The multi-MCP agent router in mcp_ai_agents/multi_mcp_agent_router/agent_forge.py takes a different angle. Instead of one agent with all tools, it defines specialized agents where each gets a curated subset of MCP servers:

AGENTS = {
    "code_reviewer": Agent(
        mcp_servers=[
            {"name": "github", "command": "npx", "args": ["-y", "@modelcontextprotocol/server-github"]},
            {"name": "filesystem", "command": "npx", "args": ["-y", "@modelcontextprotocol/server-filesystem", "/tmp"]},
        ],
    ),
    "security_auditor": Agent(
        mcp_servers=[
            {"name": "github", "command": "npx", "args": ["-y", "@modelcontextprotocol/server-github"]},
            {"name": "fetch", "command": "npx", "args": ["-y", "@modelcontextprotocol/server-fetch"]},
        ],
    ),
    # ...
}

The pattern is intentional: give the security auditor the fetch server so it can pull dependency advisories; give the code reviewer the filesystem server so it can read local files. Each domain gets only the tools that make sense for it, which cuts down on tool-selection noise.

Using it

git clone https://github.com/Shubhamsaboo/awesome-llm-apps
cd awesome-llm-apps/rag_tutorials/corrective_rag
pip install -r requirements.txt
streamlit run corrective_rag.py

Every project follows this same pattern. API keys go in the Streamlit sidebar — no .env file setup required, which makes onboarding fast. The sidebar collects Anthropic, OpenAI, Tavily, and Qdrant credentials at runtime.

The self-evolving agent in advanced_ai_agents/multi_agent_apps/ai_self_evolving_agent/ uses EvoAgentX to generate a workflow graph from a plain-English goal ("Generate html code for the Tetris game"), spin up agents from that graph, execute the workflow, then pass the output through a separate Claude-powered verification step. That two-phase generate-then-verify pattern is worth stealing even outside the EvoAgentX context.

Rough edges

The consistency is uneven. Some projects have detailed READMEs with architecture diagrams; others have a three-line description. Test coverage is zero — this is a demos repo, not a library, so that's expected, but worth knowing if you're evaluating it as a production reference.

API key management is entirely manual and varies by project. Some use .env files with python-dotenv, others collect keys through Streamlit's st.text_input. There's no shared configuration pattern across the collection.

(Records)
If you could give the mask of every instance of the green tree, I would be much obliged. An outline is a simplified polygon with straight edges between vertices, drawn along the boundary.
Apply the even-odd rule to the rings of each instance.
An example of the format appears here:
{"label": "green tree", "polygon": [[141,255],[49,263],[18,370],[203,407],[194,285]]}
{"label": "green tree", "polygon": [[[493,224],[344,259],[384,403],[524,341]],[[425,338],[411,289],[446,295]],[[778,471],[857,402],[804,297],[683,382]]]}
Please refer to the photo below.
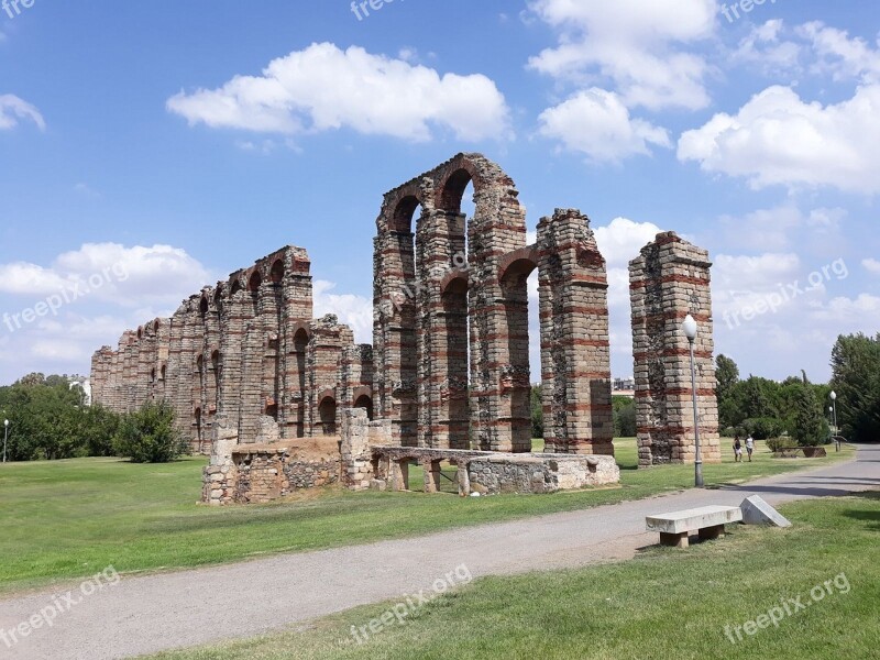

(What this exercise asks)
• a. List the services whose credentials the Streamlit sidebar collects at runtime, according to the awesome-llm-apps overview.
• b. In the awesome-llm-apps overview, switch "onboarding" to "getting started" and write out the passage from "Every project follows" up to and including "credentials at runtime.".
• c. In one to three sentences, explain why the awesome-llm-apps overview calls the zero test coverage expected.

(Outputs for the tasks)
• a. Anthropic, OpenAI, Tavily, Qdrant

• b.
Every project follows this same pattern. API keys go in the Streamlit sidebar — no .env file setup required, which makes getting started fast. The sidebar collects Anthropic, OpenAI, Tavily, and Qdrant credentials at runtime.

• c. The collection is a demos repo, not a library, so having no tests is expected. It is still worth knowing for anyone evaluating it as a production reference.